[Text for analysis]
*** Begin section ***
The egg yolk, rich in various nutrients and highly susceptible to bacterial contaminations, is surrounded by the vitelline membranes, the egg white and eggshell, all playing key roles in egg protection.
Egg white is an important contributor to the protection of eggs against bacterial contamination. Together with temperature, several antimicrobial proteins (the most well-known are lysozyme and ovotransferrin), pH (normal 7,6, after storage can be 9,5) and viscosity of the egg white, are important to fight bacterial contamination. The presence of antibacterial protection is crucial throughout embryonic development. Some changes in these parameters can be observed in egg white during egg storage and incubation. During incubation the inner part of the eggshell is dissolved to release Calcium for the embryo, the egg white pH varies during incubation and there is an alteration of lysozyme activity.
*** End section ***
[Exercises]
A - According to the passage on egg protection, why is the inner part of the eggshell dissolved during incubation?
B - From the passage on egg protection, reproduce the text word for word, beginning at "Egg white is" and ending after "of lysozyme activity.".

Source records
*** Begin section ***
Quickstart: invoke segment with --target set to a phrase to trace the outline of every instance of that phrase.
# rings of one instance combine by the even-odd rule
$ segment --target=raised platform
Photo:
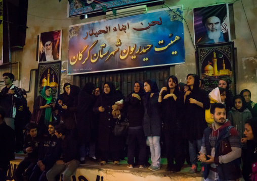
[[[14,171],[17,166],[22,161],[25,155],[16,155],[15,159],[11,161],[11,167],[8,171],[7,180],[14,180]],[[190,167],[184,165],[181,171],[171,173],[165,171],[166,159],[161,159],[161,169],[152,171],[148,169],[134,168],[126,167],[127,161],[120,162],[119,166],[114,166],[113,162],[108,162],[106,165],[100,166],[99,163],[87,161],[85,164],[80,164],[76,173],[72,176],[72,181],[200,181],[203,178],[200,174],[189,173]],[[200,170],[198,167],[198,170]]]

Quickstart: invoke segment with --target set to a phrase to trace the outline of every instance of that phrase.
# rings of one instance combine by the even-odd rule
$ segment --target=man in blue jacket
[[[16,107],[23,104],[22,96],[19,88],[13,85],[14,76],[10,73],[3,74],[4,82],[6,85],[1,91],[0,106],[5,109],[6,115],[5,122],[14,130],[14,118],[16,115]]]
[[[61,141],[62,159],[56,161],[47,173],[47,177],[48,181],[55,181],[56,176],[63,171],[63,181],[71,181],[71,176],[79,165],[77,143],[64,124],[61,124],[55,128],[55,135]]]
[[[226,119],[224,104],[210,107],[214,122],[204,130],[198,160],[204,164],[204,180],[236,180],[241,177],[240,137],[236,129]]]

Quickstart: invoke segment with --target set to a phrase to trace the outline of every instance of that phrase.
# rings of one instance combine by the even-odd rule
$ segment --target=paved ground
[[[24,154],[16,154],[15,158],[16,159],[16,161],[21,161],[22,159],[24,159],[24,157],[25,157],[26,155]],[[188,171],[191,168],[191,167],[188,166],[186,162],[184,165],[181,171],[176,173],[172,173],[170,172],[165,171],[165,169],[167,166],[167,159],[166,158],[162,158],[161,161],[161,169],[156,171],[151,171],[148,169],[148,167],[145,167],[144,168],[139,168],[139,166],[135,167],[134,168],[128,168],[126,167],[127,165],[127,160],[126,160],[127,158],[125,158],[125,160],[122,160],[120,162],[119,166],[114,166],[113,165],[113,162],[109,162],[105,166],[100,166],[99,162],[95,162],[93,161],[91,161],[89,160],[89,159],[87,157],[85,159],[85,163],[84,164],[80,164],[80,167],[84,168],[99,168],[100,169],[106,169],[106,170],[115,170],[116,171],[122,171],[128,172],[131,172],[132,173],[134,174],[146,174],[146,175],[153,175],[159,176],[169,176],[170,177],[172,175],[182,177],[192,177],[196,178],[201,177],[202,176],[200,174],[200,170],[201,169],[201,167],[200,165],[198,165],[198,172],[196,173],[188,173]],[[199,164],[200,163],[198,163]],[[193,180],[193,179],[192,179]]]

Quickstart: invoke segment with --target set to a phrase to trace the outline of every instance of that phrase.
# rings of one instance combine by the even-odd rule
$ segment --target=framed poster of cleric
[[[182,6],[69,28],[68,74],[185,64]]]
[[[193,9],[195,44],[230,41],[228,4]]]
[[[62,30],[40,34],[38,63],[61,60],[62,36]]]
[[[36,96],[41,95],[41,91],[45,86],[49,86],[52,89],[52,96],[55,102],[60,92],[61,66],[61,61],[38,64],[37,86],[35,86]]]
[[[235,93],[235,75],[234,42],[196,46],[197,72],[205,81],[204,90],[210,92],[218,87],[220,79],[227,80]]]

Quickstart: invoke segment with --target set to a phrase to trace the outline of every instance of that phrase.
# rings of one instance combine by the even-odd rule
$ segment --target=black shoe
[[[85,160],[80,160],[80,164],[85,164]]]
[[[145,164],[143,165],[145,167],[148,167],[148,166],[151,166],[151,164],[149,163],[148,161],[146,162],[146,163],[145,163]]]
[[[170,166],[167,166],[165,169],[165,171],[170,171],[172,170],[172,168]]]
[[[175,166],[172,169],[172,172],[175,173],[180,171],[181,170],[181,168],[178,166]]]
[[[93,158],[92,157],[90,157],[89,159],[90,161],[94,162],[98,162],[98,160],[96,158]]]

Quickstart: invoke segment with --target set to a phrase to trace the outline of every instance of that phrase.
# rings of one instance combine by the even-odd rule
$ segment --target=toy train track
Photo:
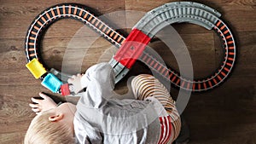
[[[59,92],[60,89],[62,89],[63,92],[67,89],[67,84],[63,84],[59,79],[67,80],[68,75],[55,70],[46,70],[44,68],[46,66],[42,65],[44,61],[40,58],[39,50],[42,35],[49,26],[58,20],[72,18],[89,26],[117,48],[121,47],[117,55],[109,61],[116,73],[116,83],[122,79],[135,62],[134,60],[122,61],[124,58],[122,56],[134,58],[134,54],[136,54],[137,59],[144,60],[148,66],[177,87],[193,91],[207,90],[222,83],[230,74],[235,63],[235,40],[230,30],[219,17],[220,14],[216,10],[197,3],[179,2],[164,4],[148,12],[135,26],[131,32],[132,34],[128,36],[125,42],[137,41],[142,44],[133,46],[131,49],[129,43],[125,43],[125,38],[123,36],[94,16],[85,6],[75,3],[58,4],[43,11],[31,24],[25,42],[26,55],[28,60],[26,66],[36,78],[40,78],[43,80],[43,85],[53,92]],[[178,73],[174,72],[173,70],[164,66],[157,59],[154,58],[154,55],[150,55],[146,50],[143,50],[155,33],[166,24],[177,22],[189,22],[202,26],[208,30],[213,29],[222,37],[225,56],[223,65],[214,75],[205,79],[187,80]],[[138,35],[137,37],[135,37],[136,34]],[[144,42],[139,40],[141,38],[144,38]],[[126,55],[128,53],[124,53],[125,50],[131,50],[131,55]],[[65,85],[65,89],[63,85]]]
*** End section ***
[Task-by-task results]
A - It is dissolved to release calcium for the embryo.

B -
Egg white is an important contributor to the protection of eggs against bacterial contamination. Together with temperature, several antimicrobial proteins (the most well-known are lysozyme and ovotransferrin), pH (normal 7,6, after storage can be 9,5) and viscosity of the egg white, are important to fight bacterial contamination. The presence of antibacterial protection is crucial throughout embryonic development. Some changes in these parameters can be observed in egg white during egg storage and incubation. During incubation the inner part of the eggshell is dissolved to release Calcium for the embryo, the egg white pH varies during incubation and there is an alteration of lysozyme activity.